---------- Teks Kutipan

Katanya, cara penarikan mobil operasional tersebut dinilai tidak beretika, dimana penjabat mengirim­kan petugas Satpol PP dengan sera­gam lengkap turun ke Kantor MUI, Klasis dan Pastor dengan membawa berbagai surat, kemudian diperin­tahkan untuk ditandatangani dan setelah itu kenderaaan operasional tersebut ditarik Satpol PP ke Kantor Bupati.

“Kami tidak permasalahkan pe­narikan kendaraan operasional itu, namun jika sewaktu-waktu kenda­raan-kendaraan operasional itu di­kem­balikan lagi, maka kami, baik itu MUI dan Sinode GPM sudah sepa­kat tidak menerimanya lagi,” te­gasnya.

Ditambahkan, para pemimpin umat bersepakar tidak tergantung dari kenderaan-kenderaan itu tetapi tindakan dan kebijakan yang dilaku­kan penjabat Bupati SBB ini sama saja dengan tidak menghargai para pemimpin umat khususnya di SBB.

--------------------
---------- Data Terkumpul

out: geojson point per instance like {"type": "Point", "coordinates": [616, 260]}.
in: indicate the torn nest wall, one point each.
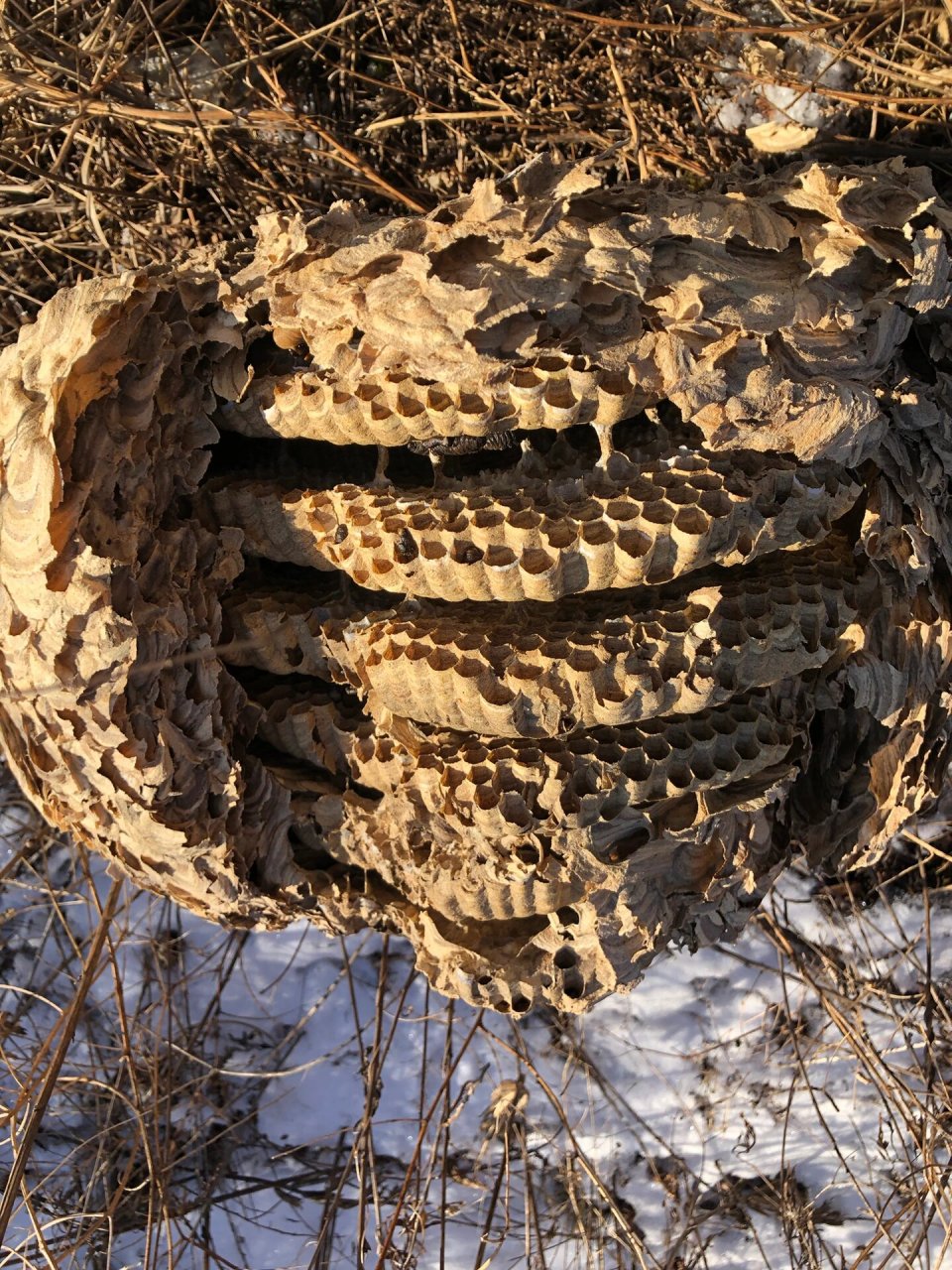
{"type": "Point", "coordinates": [531, 578]}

--------------------

Daftar Tugas:
1. Menurut teks kutipan, siapa yang dikirim penjabat ke Kantor MUI, Klasis dan Pastor?
2. Tolong tulis ulang bagian teks kutipan mulai dari "Katanya, cara penarikan" sampai dengan "khususnya di SBB." (termasuk), dengan menukar "Kantor Bupati" menjadi "Kantor Gubernur".

Hasil per Tugas:
1. Petugas Satpol PP dengan seragam lengkap.

2.
Katanya, cara penarikan mobil operasional tersebut dinilai tidak beretika, dimana penjabat mengirim­kan petugas Satpol PP dengan sera­gam lengkap turun ke Kantor MUI, Klasis dan Pastor dengan membawa berbagai surat, kemudian diperin­tahkan untuk ditandatangani dan setelah itu kenderaaan operasional tersebut ditarik Satpol PP ke Kantor Gubernur.

“Kami tidak permasalahkan pe­narikan kendaraan operasional itu, namun jika sewaktu-waktu kenda­raan-kendaraan operasional itu di­kem­balikan lagi, maka kami, baik itu MUI dan Sinode GPM sudah sepa­kat tidak menerimanya lagi,” te­gasnya.

Ditambahkan, para pemimpin umat bersepakar tidak tergantung dari kenderaan-kenderaan itu tetapi tindakan dan kebijakan yang dilaku­kan penjabat Bupati SBB ini sama saja dengan tidak menghargai para pemimpin umat khususnya di SBB.